Provided passage:
-*-*-

All this fades into insignificance, all the little black corn fly's are out in force, they are that small you can't see them but you can bloody feel them crawling over your face... Now that is something real you can moan about!..

ray.


----------



## GMJ (Jun 24, 2014)

nicholsong said:


> *So if a person residing in Glasgow goes to a Pizza Express in Slough he can redeem his voucher in Slough but not in Glasgow?*
> 
> *How does one prove 'Residency'?
> *


That's not really relevant here Geoff is it? Pizza Express' rules relate to geography not residency - Scotland is excluded but Scottish folk are not.

Graham :smile2:


----------



## erneboy (Feb 8, 2007)

nicholsong said:


> Alan
> 
> I only picked a couple of things out of the air, so am not sure on the MOT.
> 
> ...


I've asked the question. NI will MoT vehicles registered at an address in the UK but outside NI. They will add the details given on the V5 to the NI system and test it. Which is exactly what happens when anyone from NI first tries to MoT a vehicle from NI in another part of the UK. I know the second bit because I always MoT my vehicles outside NI because it's my belief that the testers there set out to fail you and because in NI the tests aren't done in garages so that a minor fault may be a fail followed by a delay, at times lengthy for a retest, whereas in the rest of the UK garages doing the test may be able to remedy the fault and pass the vehicle.

I'd say that if anything the NI system discriminates against all who use it when compared to the system in the rest of the UK.


----------



## nicholsong (May 26, 2009)

GMJ said:


> That's not really relevant here Geoff is it? Pizza Express' rules relate to geography not residency - Scotland is excluded but Scottish folk are not.
> 
> Graham :smile2:


Re-read Jean's OP, which quotes the offer saying

"Entrants must be residents of the UK (excluding Scotland and Northern Ireland)".

-*-*-

Provided data:
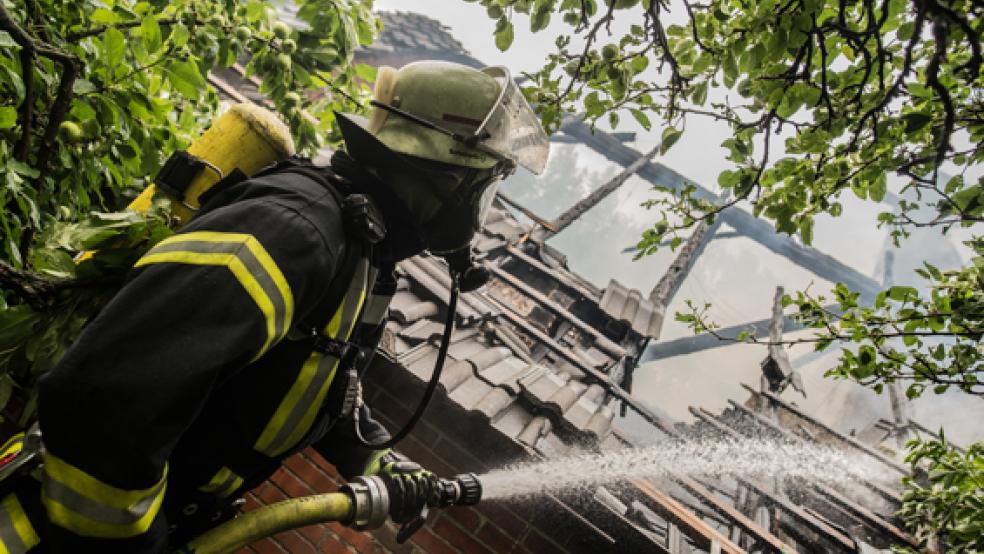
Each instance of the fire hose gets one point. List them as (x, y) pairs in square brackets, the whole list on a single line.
[(364, 503)]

-*-*-

Goal:
Answer these from the forum thread:
(a) According to GMJ, what do Pizza Express' rules relate to?
(b) In erneboy's post, where are MoT tests in NI not done?
(c) What line from the offer does nicholsong quote about entrants?

Solution to this problem:
(a) Geography, not residency.
(b) In garages.
(c) "Entrants must be residents of the UK (excluding Scotland and Northern Ireland)".